**TASK INSTRUCTIONS:** The result should be an exact copy of the entries that follow, with no pictures included.

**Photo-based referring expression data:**
..........

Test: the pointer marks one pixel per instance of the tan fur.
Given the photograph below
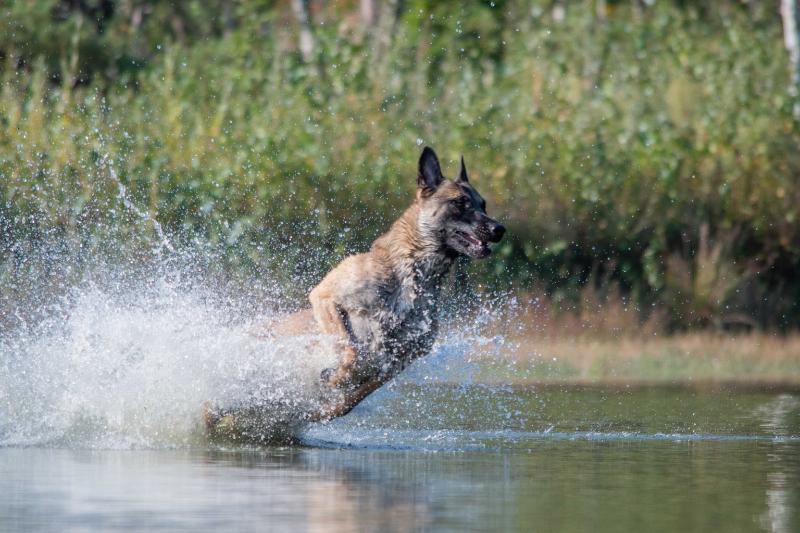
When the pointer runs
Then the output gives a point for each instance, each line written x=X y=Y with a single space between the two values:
x=382 y=305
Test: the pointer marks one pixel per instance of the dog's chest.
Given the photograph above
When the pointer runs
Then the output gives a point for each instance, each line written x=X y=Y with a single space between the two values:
x=413 y=303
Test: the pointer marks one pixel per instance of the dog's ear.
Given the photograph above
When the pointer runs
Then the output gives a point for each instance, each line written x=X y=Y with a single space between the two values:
x=462 y=174
x=429 y=175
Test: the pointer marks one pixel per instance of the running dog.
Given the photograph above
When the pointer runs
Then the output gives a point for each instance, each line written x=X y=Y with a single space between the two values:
x=381 y=306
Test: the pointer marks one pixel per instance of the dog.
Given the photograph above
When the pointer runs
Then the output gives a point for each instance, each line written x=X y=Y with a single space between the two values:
x=381 y=306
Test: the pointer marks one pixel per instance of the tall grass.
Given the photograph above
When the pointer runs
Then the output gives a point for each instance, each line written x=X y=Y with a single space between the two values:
x=653 y=150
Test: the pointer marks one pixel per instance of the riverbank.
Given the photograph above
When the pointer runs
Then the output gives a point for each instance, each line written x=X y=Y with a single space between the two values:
x=754 y=360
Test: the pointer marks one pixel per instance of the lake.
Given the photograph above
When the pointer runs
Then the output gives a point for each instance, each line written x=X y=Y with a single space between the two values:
x=446 y=457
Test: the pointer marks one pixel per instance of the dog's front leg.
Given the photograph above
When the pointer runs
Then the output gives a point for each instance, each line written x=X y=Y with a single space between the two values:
x=332 y=320
x=349 y=399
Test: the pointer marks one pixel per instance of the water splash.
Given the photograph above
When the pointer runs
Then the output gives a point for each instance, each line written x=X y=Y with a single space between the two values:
x=122 y=195
x=135 y=368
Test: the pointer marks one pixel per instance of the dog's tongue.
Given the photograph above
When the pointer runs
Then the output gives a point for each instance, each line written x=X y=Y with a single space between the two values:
x=474 y=241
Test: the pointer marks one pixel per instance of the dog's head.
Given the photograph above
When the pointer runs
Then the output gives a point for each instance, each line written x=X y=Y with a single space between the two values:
x=452 y=212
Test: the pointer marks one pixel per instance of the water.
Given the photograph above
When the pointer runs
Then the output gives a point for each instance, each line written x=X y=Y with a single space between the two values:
x=572 y=459
x=100 y=429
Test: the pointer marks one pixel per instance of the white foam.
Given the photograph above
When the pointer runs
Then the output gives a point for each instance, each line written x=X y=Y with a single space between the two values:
x=135 y=369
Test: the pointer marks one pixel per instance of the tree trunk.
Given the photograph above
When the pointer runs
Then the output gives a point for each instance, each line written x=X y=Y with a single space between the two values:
x=791 y=38
x=303 y=16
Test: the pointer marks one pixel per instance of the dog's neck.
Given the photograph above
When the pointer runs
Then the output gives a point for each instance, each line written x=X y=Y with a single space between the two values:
x=416 y=258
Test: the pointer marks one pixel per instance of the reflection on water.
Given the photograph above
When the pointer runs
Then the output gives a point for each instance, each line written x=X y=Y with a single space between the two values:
x=601 y=467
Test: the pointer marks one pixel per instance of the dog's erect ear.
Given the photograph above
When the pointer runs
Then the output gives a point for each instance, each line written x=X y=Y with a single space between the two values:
x=429 y=175
x=462 y=174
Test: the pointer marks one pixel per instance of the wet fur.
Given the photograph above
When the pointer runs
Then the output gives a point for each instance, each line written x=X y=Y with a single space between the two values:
x=382 y=305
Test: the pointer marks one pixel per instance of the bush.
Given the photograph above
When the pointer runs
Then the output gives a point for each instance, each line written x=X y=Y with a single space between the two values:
x=651 y=149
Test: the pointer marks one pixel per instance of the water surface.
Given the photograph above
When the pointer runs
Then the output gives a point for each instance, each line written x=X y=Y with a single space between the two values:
x=442 y=457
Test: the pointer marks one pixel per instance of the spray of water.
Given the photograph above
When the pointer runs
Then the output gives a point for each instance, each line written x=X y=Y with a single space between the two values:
x=131 y=356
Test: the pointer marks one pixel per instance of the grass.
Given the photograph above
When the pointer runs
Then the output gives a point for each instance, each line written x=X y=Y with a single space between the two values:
x=688 y=358
x=649 y=148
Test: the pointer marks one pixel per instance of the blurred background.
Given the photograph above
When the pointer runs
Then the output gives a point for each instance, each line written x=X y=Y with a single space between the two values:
x=643 y=154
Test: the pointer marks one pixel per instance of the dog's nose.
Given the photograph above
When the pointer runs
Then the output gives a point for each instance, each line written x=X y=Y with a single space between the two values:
x=498 y=230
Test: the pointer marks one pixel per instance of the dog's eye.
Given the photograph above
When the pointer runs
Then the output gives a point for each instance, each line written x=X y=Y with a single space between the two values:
x=460 y=202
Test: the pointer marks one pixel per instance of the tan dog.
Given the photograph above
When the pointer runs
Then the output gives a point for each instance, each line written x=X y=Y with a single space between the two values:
x=382 y=305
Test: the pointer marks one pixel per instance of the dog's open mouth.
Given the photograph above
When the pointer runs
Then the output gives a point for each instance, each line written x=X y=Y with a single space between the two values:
x=474 y=245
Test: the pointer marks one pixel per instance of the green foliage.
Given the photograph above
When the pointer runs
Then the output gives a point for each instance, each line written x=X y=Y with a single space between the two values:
x=607 y=141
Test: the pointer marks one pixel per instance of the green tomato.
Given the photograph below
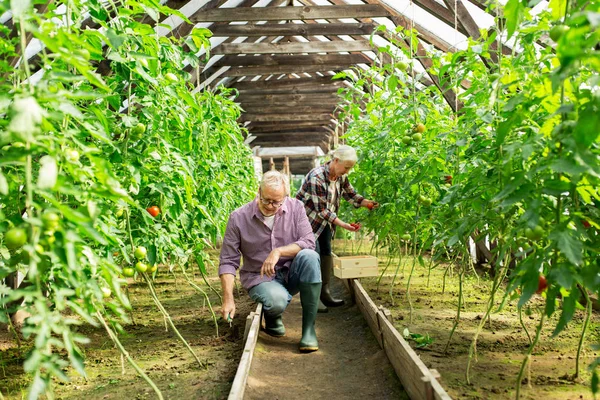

..........

**YOUR RESPONSE:**
Test: the pointer marks one pixel per instance of the tan fur.
Given the photograph below
When the pointer runs
Then the output gives a point for each instance, each line written x=X y=Y with a single space between the two values:
x=382 y=305
Test: the pointer marks one pixel per instance of the dog's chest.
Given the photograph above
When the pointer runs
Then the output gives a point for each instance, each line written x=X y=Y with a single space between the two values:
x=413 y=303
Test: the pointer marks one pixel per instance of the dog's ear.
Given the photograph above
When the pointer runs
Then the output gives a point for each instance, each line written x=X y=Y with a single space between the two values:
x=462 y=174
x=429 y=175
Test: the pointer marks one pixel per instance of the running dog.
Given the photograph above
When the pointer runs
Then the output gives a point for each instance, each line written x=X y=Y with a single space between the two values:
x=381 y=306
Test: the pointer marks one pixel per instance of the dog.
Given the photograph above
When the pointer runs
Then the output gives a point for each instance, each line written x=X y=Y with a single space between the two values:
x=381 y=306
Test: the pointer marks one pixel per instance of the tall grass.
Given the photograph above
When the pointer runs
Then the output gives a point for each instance, each line written x=X y=Y with a single space between the two values:
x=653 y=150
Test: the pointer marks one pixel per instance of the riverbank.
Given the photograph above
When the pointer runs
Then the output gives a point for each instance, each line written x=X y=Y with a single space between the two values:
x=754 y=360
Test: the pointer marks one pixel per instance of the lake.
Given the photograph above
When the pointer runs
Then the output gives a point for each instance, each line written x=X y=Y with a single space between the two values:
x=446 y=457
Test: the pointer marks one pixel per instance of the dog's front leg.
Given the photograph above
When the pointer runs
Then the output gives a point for each instance, each line written x=X y=Y with a single space between the two values:
x=332 y=320
x=349 y=399
Test: the pointer marks one pixel per instance of the water splash.
Given the photograph above
When the pointer runs
Then the output gives a point for each instance, each line written x=X y=Y with a single space between the two values:
x=122 y=195
x=135 y=368
Test: the pointer marks one pixel per instance of the dog's tongue.
Given the photograph above
When the pointer runs
Then the output gives a point for each instance, each line written x=X y=Y with a single space between the two values:
x=474 y=241
Test: the pointer marks one pixel per instance of the dog's head.
Given the photograph above
When the pointer runs
Then the output gives a point for each instance, each line written x=X y=Y with a single space between the two values:
x=452 y=212
Test: the pointer marks one pixel per instance of the water.
Given the photograph above
When the pointer runs
Then the output gives a point for each instance, each line written x=X y=Y with a single space between the two values:
x=572 y=459
x=100 y=429
Test: the pointer marks one pixel per instance of the white foam.
Given the photograph above
When the pointer runs
Then the output gives a point for each instance, each line written x=X y=Y with a single space between the two values:
x=135 y=369
Test: the pointer marks one pixel per instance of the tree trunk.
Given the photograph above
When the pointer runs
Then the output gives a point for each instance, each line written x=X y=Y with a single space between the two values:
x=791 y=38
x=303 y=16
Test: the pointer marks one pixel per instance of the dog's neck.
Given the photograph above
When the pointer runs
Then the output gives a point for each instance, each line written x=X y=Y with a single space between the two values:
x=416 y=258
Test: the pointer marks one pixel per instance of the reflection on water.
Given the photograph above
When the pointer runs
Then the output gives a point for each instance, each line written x=X y=Y with a single space between the two values:
x=601 y=467
Test: the pointer marks one pixel per instance of the dog's erect ear.
Given the photograph above
When the pointer runs
Then the output gives a point for each instance, each line written x=X y=Y with a single space between the two values:
x=429 y=175
x=462 y=174
Test: the pointer marks one pixel per instance of the wet fur.
Given the photograph above
When the pointer runs
Then the output gives a point for each instance, each line written x=X y=Y with a single space between the two values:
x=382 y=305
Test: the pointer marks one pixel per instance of the bush.
Given the photograph above
When the pointer runs
Then the output gives a point for each instance, each line written x=X y=Y with a single space between the two values:
x=651 y=149
Test: the pointer marks one pixel per instance of the water surface.
Given the photograph above
When the pointer runs
Then the output gives a point for each instance, each line written x=X y=Y with a single space between the two values:
x=442 y=457
Test: the pointer marks one pixel per instance of the spray of water.
Given the photograph above
When the pointer runs
Then the output gives a point for each instance, each line written x=X y=Y with a single space between the two values:
x=131 y=356
Test: the pointer marks one pixel per instance of the grass.
Given the photograph above
When the pointer runs
Then the output gives a point for each instance, each line written x=X y=Y with a single space between the two values:
x=688 y=358
x=649 y=148
Test: the pointer marks one pixel per instance of the blurred background.
Given the photograph above
When the pointer runs
Then the output gives a point for each instance, each line written x=X y=Y with a single space between the two values:
x=643 y=154
Test: the pointer marks one pixel per instance of the dog's nose.
Given the photograph above
When the pointer runs
Then the output gives a point for each instance, each line written x=X y=Y with a single space between the two values:
x=498 y=230
Test: the pointer marks one pixel per instance of the dog's eye.
Given the photograph above
When the pointer runs
Then the output gives a point for each instance, each line written x=X y=Y with a single space between the two values:
x=460 y=202
Test: the pointer marks one pixel per instance of the tan dog.
Given the photograph above
When the pointer runs
Then the output gives a point for each instance, each line written x=X y=Y with a single space between the two values:
x=382 y=305
Test: the pointer marks one pixel per instance of the dog's open mouth.
Given the photograph above
When the pointer runs
Then the output gives a point for each instance, each line written x=X y=Y with a single space between the two values:
x=474 y=245
Test: the pointer marks one pixel per instance of the green foliage.
Given the photograph above
When the pointer runs
Then the output gives a point for each instance, each line written x=X y=Y with a single space between the two values:
x=607 y=141
Test: the pointer marks one pixel per instance of the green tomato.
Given the photograph below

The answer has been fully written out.